**EXCERPT PROVIDED**
On Mon, Jun 25, 2018 at 06:24:37PM +0200, Hans van Kranenburg wrote:
> >> output hasn't changed for over 36 hours, unless you've got an insanely slow
> >> storage array, that's extremely unusual (it should only be moving at most
> >> 3GB of data per chunk)).
> >
> > I didn't hear from any developer, so I had to continue.
> > - btrfs scrub cancel did not work (hang)
>
> Did you mean balance cancel? It waits until the current block group is
> finished.
Yes, I meant that, thanks for correcting me. And you're correct that
because it was hung, cancel wasn't going to go anywhere.
At least my filesystem was still working at the time (as in IO was going
on just fine)
> > - at reboot mounting the filesystem hung, even with 4.17, which is
> > disappointing (it should not hang)
> > - mount -o recovery still hung
> > - mount -o ro did not hang though
> >
> > Sigh, why is my FS corrupted again?
>
> Again? Do you think balance is corrupting the filesystem? Or have there
> been previous btrfs check --repair operations which made smaller
> problems bigger in the past?
Honestly, I don't fully remember at this point, I keep notes, but not
detailled enough and it's been a little while.

**RECORDS TO PROCESS**
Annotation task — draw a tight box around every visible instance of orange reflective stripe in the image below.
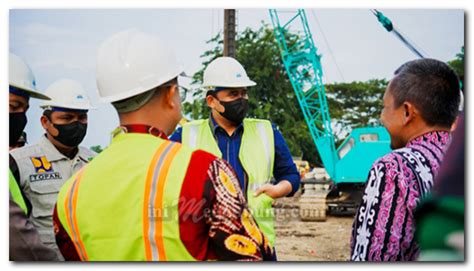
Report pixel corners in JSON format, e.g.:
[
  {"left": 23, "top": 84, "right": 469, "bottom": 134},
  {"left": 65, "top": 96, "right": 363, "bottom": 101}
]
[
  {"left": 154, "top": 144, "right": 181, "bottom": 261},
  {"left": 65, "top": 168, "right": 88, "bottom": 261},
  {"left": 143, "top": 141, "right": 171, "bottom": 261},
  {"left": 143, "top": 141, "right": 181, "bottom": 261}
]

**TASKS FOR THIS EXERCISE**
A. Reproduce the rows on boxing the orange reflective stripe word for word, omitting the picture.
B. Write a continuation of the btrfs balance mailing-list thread, picking up after its final line.

**RESPONSES IN ORDER**
A.
Annotation task — draw a tight box around every visible instance of orange reflective stripe in the image below.
Report pixel corners in JSON format, e.g.:
[
  {"left": 23, "top": 84, "right": 469, "bottom": 134},
  {"left": 65, "top": 96, "right": 363, "bottom": 101}
]
[
  {"left": 154, "top": 144, "right": 181, "bottom": 261},
  {"left": 65, "top": 168, "right": 88, "bottom": 261},
  {"left": 143, "top": 141, "right": 171, "bottom": 261},
  {"left": 143, "top": 141, "right": 181, "bottom": 261}
]

B.
I know I've had to delete/recreate this filesystem twice already over
the last years, but I'm not fully certain I remember when this one was
last wiped.
Yes, I do run balance along with scrub once a month:
btrfs balance start -musage=0 -v $mountpoint 2>&1 | grep -Ev "$FILTER"
# After metadata, let's do data:
btrfs balance start -dusage=0 -v $mountpoint 2>&1 | grep -Ev "$FILTER"
btrfs balance start -dusage=20 -v $mountpoint 2>&1 | grep -Ev "$FILTER"
echo btrfs scrub start -Bd $mountpoint
ionice -c 3 nice -10 btrfs scrub start -Bd $mountpoint
Hard to say if balance has damaged my filesystem over time, but it's
definitely possible.
> Am I right to interpret the messages below, and see that you have
> extents that are referenced hundreds of times?
I'm not certain, but it's a backup server with many blocks that are the same, so it
could be some COW stuff, even if I didn't run any dedupe commands myself.
> Is there heavy snapshotting or deduping going on in this filesystem? If
> so, it's not surprising balance will get a hard time moving extents
> around, since it has to update all of the metadata for each extent again
> in hundreds of places.
There is some snapshotting, but maybe around 20 or so per subvolume, not hundreds.
> Did you investigate what balance was doing if it takes long? Is is using
> cpu all the time, or is it reading from disk slowly (random reads) or is
> it writing to disk all the time at full speed?
I couldn't see what it was doing, but it's running in the kernel, is it not?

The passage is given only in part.